» Task to carry out
Turn every line of the entries below into a Markdown table with the columns Row and Line. Number the rows in order and leave out any blank lines.

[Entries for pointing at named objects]
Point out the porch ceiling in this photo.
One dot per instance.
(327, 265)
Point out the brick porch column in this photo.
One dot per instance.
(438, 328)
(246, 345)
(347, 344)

» The result
| Row | Line |
|---|---|
| 1 | Point out the porch ceiling in this photo. |
| 2 | One dot per instance. |
| 3 | (327, 265) |
| 4 | Point out the brick porch column in this photo. |
| 5 | One dot per instance. |
| 6 | (438, 328) |
| 7 | (246, 345) |
| 8 | (347, 344) |